__Short exercise__:
Render the data below as a Markdown table with the columns Index and Entry, numbering each line and leaving out blank lines. Begin at the line containing "of the large" and stop after the line containing "[(29, 21), (104, 26)]".

__Provided records__:

····················

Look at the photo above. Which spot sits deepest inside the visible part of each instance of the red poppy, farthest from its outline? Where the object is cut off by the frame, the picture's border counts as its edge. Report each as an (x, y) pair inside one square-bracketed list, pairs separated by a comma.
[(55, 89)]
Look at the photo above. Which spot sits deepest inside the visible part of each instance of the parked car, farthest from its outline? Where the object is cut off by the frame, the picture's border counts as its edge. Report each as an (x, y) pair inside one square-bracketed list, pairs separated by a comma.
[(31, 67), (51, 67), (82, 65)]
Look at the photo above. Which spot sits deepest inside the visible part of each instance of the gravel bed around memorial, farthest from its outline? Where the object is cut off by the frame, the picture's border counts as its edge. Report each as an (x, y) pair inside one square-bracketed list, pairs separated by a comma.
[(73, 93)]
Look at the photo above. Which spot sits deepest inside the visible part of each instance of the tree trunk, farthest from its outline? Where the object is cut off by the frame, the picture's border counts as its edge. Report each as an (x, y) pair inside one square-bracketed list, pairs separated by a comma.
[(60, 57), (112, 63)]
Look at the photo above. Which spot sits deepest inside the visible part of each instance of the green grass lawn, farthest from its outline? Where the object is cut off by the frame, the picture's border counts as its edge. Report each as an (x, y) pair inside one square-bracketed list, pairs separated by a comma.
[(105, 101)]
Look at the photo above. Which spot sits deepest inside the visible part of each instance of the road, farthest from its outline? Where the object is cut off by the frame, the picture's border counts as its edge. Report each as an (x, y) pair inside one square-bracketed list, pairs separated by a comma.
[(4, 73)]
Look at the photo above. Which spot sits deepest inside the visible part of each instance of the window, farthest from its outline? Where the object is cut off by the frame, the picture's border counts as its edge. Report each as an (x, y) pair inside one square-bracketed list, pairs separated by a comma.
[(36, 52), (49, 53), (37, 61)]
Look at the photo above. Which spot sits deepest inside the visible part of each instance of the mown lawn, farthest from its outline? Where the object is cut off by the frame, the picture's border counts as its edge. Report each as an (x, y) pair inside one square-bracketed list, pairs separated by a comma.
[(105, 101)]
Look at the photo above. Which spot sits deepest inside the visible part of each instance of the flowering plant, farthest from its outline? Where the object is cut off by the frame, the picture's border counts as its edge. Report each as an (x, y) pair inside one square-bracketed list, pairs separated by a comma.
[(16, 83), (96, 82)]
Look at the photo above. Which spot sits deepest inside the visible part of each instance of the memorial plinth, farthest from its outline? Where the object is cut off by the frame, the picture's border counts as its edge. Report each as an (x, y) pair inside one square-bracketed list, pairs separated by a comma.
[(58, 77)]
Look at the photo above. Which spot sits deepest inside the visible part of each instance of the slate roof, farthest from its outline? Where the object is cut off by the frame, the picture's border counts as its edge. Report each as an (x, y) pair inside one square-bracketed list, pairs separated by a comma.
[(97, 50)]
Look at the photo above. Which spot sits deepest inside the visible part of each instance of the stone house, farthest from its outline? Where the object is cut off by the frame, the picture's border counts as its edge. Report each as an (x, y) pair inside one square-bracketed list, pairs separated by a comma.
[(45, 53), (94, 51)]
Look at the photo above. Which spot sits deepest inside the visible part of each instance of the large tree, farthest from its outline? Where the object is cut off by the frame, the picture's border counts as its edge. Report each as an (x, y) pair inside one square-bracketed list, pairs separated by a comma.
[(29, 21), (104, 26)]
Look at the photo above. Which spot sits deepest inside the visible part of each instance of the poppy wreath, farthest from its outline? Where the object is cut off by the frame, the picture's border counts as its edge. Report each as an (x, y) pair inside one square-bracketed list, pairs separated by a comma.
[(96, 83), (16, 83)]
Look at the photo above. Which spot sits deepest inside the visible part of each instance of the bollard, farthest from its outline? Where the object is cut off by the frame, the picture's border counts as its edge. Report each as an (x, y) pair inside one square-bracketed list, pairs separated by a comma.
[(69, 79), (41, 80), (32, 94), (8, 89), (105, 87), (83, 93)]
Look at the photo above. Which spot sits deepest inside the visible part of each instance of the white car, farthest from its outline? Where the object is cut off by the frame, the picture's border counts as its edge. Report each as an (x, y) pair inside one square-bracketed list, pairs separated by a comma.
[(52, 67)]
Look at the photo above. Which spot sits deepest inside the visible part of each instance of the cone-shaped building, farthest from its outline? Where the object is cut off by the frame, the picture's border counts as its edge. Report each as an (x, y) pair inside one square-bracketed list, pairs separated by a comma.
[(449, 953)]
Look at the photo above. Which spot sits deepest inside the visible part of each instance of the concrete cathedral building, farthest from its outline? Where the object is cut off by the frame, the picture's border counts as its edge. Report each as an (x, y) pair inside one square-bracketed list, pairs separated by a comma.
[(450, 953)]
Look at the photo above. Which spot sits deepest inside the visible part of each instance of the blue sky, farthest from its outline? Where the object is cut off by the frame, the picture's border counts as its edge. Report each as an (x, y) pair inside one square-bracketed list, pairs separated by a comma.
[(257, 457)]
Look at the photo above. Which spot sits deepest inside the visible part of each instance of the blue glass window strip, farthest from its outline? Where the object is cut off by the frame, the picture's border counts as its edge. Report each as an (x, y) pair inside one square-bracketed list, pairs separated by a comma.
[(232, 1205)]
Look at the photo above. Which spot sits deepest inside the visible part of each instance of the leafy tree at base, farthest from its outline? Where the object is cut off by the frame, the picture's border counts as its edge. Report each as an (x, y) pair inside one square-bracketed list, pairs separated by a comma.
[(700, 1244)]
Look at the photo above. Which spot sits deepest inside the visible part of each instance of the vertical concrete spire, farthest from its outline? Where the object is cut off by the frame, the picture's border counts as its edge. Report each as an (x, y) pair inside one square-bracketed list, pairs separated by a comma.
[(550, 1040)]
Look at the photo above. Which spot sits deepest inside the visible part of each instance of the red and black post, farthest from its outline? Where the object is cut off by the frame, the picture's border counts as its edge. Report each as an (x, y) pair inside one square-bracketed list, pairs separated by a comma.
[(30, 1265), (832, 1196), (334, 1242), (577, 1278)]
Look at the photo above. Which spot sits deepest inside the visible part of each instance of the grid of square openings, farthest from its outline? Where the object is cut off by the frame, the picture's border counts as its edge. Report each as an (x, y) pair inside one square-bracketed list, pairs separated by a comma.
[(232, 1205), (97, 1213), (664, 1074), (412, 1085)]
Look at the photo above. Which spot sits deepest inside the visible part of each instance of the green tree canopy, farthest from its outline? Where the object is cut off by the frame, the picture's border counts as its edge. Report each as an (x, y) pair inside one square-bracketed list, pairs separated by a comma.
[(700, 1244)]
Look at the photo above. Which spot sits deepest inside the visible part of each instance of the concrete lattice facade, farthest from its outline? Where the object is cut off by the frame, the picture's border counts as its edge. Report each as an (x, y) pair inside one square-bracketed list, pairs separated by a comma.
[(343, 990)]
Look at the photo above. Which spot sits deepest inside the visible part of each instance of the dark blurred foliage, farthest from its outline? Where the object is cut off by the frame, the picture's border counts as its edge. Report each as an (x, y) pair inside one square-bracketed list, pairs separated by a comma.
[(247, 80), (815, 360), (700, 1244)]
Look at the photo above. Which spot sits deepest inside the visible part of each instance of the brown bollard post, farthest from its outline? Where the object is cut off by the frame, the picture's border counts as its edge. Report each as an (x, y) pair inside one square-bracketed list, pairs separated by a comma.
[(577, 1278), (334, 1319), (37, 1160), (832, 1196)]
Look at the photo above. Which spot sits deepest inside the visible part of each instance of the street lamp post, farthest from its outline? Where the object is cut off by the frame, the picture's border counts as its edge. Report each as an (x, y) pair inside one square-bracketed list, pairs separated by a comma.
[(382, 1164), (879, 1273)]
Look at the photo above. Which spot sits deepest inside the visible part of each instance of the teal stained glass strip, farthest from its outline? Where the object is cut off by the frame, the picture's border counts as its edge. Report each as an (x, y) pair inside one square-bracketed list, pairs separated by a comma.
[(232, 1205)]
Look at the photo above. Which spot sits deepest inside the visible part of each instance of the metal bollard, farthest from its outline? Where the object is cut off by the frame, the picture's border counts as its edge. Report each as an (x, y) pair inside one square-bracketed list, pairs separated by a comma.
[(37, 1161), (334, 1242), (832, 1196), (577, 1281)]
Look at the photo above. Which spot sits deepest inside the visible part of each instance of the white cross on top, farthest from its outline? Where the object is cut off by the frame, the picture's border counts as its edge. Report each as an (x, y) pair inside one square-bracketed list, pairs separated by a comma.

····················

__Task output__:
| Index | Entry |
|---|---|
| 1 | Look at the photo above. Which spot sits deepest inside the visible part of each instance of the large tree, farthest from its outline? Where the object is cut off by the frame, the picture's border counts as its edge. Report each as an (x, y) pair inside one square-bracketed list, pairs separated by a comma. |
| 2 | [(29, 21), (104, 26)] |